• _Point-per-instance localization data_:
^^^^^^^^
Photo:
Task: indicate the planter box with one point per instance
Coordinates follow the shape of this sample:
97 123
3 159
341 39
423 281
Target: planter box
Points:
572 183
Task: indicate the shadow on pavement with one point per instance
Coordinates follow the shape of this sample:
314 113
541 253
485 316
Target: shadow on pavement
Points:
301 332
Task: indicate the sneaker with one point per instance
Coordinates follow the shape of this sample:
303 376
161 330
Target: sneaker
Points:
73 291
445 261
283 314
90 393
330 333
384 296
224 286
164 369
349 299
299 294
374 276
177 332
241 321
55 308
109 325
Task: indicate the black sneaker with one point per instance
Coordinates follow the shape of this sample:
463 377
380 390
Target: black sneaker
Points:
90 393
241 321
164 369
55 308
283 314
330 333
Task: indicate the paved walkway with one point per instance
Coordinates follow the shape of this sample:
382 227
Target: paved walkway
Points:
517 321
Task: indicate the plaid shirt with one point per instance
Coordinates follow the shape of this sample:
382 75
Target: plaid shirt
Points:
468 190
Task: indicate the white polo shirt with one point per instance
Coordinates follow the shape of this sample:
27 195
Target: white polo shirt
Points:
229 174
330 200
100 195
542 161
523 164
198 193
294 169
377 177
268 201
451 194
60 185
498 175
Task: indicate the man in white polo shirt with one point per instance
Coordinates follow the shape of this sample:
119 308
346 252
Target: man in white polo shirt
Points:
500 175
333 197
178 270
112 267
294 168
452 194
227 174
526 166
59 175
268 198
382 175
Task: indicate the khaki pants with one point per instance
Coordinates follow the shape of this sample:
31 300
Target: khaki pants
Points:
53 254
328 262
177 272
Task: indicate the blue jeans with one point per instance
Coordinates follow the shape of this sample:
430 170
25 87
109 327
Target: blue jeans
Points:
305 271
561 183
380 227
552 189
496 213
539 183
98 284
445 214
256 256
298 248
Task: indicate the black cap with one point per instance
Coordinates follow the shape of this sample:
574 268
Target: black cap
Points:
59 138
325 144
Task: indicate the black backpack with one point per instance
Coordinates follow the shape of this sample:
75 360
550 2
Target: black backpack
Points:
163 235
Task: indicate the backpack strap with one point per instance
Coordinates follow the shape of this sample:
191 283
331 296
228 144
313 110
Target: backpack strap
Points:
^^^^^^^^
• _TASK PROMPT_: If a line of the entries contains the string "pavement", it counts; report how many such lines there are, as a bare number.

• _REPLY_: 2